> **Stored data entries**:
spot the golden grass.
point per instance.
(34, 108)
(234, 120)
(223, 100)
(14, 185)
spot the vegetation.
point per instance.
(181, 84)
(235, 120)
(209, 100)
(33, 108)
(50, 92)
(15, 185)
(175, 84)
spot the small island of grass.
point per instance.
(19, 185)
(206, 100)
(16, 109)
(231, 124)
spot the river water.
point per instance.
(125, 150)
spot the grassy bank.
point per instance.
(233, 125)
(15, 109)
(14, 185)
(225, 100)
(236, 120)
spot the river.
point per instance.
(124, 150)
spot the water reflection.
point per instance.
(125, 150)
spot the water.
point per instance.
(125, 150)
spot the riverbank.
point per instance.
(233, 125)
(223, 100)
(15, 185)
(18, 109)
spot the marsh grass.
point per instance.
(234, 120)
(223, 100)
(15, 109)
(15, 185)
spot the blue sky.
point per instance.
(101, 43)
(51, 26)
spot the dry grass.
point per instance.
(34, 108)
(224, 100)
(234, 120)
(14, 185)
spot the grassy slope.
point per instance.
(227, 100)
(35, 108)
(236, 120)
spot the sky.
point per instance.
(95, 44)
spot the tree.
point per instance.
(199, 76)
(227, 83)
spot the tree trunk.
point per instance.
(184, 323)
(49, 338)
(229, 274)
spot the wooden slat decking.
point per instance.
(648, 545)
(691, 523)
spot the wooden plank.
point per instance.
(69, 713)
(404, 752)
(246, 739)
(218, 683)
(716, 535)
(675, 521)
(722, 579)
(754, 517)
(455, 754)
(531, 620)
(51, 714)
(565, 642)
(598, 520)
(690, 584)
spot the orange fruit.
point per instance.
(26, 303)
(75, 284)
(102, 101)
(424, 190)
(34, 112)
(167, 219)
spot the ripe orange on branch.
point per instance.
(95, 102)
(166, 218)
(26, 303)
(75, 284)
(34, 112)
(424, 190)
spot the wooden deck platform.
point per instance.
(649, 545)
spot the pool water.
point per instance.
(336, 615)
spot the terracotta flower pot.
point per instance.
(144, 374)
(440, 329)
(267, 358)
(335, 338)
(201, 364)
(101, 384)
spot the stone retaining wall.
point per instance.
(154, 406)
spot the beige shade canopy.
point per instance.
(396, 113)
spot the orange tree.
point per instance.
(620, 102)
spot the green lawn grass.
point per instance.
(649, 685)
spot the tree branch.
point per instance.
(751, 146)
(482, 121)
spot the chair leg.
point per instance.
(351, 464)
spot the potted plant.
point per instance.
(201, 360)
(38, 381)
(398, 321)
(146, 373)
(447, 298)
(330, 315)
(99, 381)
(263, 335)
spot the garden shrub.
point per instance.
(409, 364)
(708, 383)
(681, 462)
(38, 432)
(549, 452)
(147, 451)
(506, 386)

> **What to produce**: Give the data again in full, exactly.

> **Written response**:
spot the golden grass.
point per instance.
(34, 108)
(234, 120)
(223, 100)
(14, 185)
spot the vegetation.
point per instance.
(181, 84)
(235, 120)
(209, 100)
(33, 108)
(50, 92)
(15, 185)
(175, 84)
spot the small island of grass.
point per instance.
(19, 185)
(206, 100)
(16, 109)
(231, 124)
spot the river water.
point per instance.
(125, 150)
spot the grassy bank.
point per instance.
(233, 125)
(15, 109)
(14, 185)
(225, 100)
(236, 120)
spot the river.
point per instance.
(124, 150)
spot the water reflection.
point per instance.
(125, 150)
spot the water.
point per instance.
(125, 150)
spot the riverbank.
point per instance.
(233, 125)
(223, 100)
(15, 185)
(18, 109)
spot the marsh grass.
point per instance.
(234, 120)
(223, 100)
(15, 109)
(15, 185)
spot the blue sky.
point per instance.
(101, 43)
(51, 26)
spot the dry grass.
point per instance.
(34, 108)
(224, 100)
(234, 120)
(14, 185)
spot the grassy slope.
point per instance.
(227, 100)
(35, 108)
(236, 120)
spot the sky.
point per instance.
(95, 44)
spot the tree.
point per instance.
(199, 76)
(227, 83)
spot the tree trunk.
point per instance.
(184, 323)
(49, 338)
(229, 274)
spot the wooden slat decking.
point per instance.
(648, 545)
(691, 523)
spot the wooden plank.
point per instance.
(69, 713)
(404, 752)
(246, 739)
(218, 683)
(716, 535)
(675, 521)
(722, 579)
(754, 517)
(455, 754)
(531, 620)
(51, 714)
(565, 642)
(598, 520)
(690, 584)
spot the orange fruit.
point per instance.
(26, 303)
(75, 284)
(102, 101)
(424, 190)
(34, 112)
(167, 219)
spot the ripe orange on branch.
point per instance.
(95, 102)
(166, 218)
(26, 303)
(75, 284)
(34, 112)
(424, 190)
spot the wooden deck platform.
point per instance.
(649, 545)
spot the pool water.
point per instance.
(336, 615)
spot the terracotta flower pot.
point per instance.
(144, 374)
(440, 329)
(267, 358)
(335, 338)
(201, 364)
(101, 384)
spot the stone retaining wall.
point per instance.
(154, 406)
spot the beige shade canopy.
point per instance.
(396, 113)
spot the orange tree.
point per instance.
(620, 102)
spot the green lawn grass.
point per instance.
(649, 685)
spot the tree branch.
point per instance.
(751, 146)
(482, 121)
spot the chair leg.
point per instance.
(351, 464)
spot the potted plant.
point per instance.
(201, 360)
(38, 381)
(398, 321)
(146, 373)
(447, 298)
(330, 315)
(99, 381)
(263, 335)
spot the garden shrub.
point per instance.
(409, 364)
(708, 383)
(681, 462)
(38, 432)
(549, 452)
(147, 451)
(506, 386)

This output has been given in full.